##### DATA FOR PROCESSING

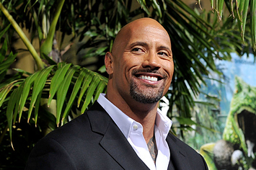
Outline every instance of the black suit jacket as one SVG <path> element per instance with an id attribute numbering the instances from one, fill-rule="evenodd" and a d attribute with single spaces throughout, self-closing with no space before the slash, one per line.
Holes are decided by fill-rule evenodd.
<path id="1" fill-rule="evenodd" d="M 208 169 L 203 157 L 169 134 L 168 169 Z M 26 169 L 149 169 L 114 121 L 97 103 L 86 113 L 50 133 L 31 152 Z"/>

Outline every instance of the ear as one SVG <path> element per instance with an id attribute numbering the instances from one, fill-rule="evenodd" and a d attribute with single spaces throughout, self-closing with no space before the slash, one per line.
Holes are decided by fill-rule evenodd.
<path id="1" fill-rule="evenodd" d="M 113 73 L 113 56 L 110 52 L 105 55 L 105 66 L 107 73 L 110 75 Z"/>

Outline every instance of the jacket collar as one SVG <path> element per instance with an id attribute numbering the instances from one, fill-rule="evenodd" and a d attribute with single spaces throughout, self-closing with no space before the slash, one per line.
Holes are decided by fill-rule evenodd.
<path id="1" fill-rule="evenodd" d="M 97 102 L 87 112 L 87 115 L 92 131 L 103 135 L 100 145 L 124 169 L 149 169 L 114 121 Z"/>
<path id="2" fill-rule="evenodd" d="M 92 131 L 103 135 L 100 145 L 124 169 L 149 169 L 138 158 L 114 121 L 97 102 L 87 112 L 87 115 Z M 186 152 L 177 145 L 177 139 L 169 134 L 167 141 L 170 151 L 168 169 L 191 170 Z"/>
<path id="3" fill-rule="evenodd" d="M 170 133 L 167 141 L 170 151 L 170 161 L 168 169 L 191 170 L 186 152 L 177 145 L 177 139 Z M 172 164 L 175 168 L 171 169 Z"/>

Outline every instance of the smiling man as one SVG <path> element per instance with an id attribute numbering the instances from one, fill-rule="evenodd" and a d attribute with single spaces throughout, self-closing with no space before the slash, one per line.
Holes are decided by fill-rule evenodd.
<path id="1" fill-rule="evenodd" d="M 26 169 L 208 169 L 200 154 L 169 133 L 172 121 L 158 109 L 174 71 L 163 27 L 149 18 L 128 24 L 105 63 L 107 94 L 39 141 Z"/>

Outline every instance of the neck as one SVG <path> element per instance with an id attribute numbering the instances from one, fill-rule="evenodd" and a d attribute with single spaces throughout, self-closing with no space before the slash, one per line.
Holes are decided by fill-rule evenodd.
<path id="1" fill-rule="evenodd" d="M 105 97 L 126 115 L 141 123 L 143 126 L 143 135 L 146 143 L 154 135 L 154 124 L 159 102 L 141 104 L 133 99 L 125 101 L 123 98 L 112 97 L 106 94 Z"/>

##########
##### DATA FOR PROCESSING

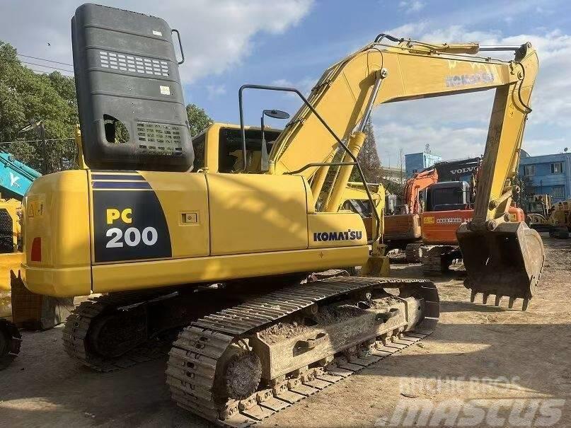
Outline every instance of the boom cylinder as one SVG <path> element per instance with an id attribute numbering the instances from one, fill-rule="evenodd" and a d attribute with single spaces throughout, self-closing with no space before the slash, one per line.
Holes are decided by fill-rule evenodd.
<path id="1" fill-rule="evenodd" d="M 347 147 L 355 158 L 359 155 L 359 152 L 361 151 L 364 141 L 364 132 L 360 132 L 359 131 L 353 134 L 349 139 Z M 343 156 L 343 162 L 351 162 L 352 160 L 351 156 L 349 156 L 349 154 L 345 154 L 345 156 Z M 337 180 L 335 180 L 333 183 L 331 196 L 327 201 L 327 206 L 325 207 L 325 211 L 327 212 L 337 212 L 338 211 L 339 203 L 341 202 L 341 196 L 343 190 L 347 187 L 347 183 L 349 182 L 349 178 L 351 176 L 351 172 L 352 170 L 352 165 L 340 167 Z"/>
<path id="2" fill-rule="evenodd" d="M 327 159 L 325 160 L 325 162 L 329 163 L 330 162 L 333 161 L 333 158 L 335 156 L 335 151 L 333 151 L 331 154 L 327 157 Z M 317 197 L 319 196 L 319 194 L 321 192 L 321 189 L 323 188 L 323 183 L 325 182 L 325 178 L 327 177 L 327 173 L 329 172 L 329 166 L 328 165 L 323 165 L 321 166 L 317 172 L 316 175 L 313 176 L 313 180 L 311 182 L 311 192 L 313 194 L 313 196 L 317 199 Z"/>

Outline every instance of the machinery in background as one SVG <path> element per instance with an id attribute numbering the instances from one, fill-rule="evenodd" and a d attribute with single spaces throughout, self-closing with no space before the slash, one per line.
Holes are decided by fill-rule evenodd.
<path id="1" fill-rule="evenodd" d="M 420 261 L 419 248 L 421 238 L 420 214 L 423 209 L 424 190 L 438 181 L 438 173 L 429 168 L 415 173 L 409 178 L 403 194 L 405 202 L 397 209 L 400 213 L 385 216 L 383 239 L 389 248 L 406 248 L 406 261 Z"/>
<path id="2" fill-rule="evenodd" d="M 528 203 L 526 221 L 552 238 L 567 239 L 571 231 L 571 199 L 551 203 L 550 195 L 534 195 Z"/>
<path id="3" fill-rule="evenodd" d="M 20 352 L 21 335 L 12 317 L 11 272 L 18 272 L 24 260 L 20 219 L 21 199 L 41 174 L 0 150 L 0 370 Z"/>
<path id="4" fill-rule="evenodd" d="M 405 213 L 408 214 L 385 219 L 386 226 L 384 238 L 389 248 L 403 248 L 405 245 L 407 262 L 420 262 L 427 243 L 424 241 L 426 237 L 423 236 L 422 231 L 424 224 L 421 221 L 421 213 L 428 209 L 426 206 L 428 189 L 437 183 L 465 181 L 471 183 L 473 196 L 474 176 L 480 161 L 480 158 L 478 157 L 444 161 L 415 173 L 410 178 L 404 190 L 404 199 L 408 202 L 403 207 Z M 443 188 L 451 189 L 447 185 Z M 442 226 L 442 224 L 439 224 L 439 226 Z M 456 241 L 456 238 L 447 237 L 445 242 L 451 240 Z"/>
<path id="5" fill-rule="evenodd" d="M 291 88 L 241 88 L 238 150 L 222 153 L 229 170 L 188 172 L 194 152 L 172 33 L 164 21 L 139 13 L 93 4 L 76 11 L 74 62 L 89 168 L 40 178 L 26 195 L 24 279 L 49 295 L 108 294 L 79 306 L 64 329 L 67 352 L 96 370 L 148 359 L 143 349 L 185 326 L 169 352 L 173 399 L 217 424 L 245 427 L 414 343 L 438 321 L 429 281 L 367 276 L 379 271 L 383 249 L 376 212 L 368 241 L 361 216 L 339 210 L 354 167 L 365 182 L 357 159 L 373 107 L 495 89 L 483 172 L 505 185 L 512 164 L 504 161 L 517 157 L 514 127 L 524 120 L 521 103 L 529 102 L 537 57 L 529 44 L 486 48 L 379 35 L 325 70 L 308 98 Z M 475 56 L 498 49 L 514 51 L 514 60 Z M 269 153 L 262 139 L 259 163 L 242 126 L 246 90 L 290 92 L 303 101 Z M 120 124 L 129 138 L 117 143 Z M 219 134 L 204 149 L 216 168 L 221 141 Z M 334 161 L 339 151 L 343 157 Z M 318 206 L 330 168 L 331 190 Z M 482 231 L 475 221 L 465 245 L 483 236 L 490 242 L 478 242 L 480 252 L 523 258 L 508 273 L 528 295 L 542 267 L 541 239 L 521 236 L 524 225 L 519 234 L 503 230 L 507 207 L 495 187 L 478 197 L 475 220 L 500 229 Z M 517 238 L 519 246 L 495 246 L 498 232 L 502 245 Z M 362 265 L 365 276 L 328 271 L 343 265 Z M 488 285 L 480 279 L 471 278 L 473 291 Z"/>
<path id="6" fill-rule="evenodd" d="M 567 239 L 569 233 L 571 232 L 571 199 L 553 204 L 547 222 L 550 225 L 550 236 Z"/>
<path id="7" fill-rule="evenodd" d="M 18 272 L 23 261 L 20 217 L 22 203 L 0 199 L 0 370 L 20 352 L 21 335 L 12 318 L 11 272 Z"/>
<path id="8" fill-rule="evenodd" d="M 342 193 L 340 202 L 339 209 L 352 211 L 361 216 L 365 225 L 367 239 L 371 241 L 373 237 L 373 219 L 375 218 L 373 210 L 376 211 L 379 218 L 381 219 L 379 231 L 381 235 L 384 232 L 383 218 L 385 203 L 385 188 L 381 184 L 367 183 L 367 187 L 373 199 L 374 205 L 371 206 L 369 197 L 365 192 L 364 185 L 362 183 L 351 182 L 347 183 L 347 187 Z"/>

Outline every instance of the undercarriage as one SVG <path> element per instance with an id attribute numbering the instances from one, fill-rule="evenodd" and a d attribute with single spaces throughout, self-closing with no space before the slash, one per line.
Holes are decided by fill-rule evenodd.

##########

Please reproduce, word for word, the lines of the records from the line containing "Outline every instance of the neck" through the line containing "105 97 L 126", including both of those lines.

COMPLETE OUTPUT
Outline every instance of the neck as one SVG <path> element per instance with an id attribute numbering the instances from one, fill-rule="evenodd" and a d attribute with single spaces throughout, self-closing with no space before the slash, one per line.
Holes are decided by fill-rule evenodd.
<path id="1" fill-rule="evenodd" d="M 105 97 L 126 115 L 141 123 L 143 126 L 143 135 L 146 143 L 154 135 L 154 124 L 159 102 L 141 104 L 133 99 L 125 101 L 123 98 L 112 97 L 106 94 Z"/>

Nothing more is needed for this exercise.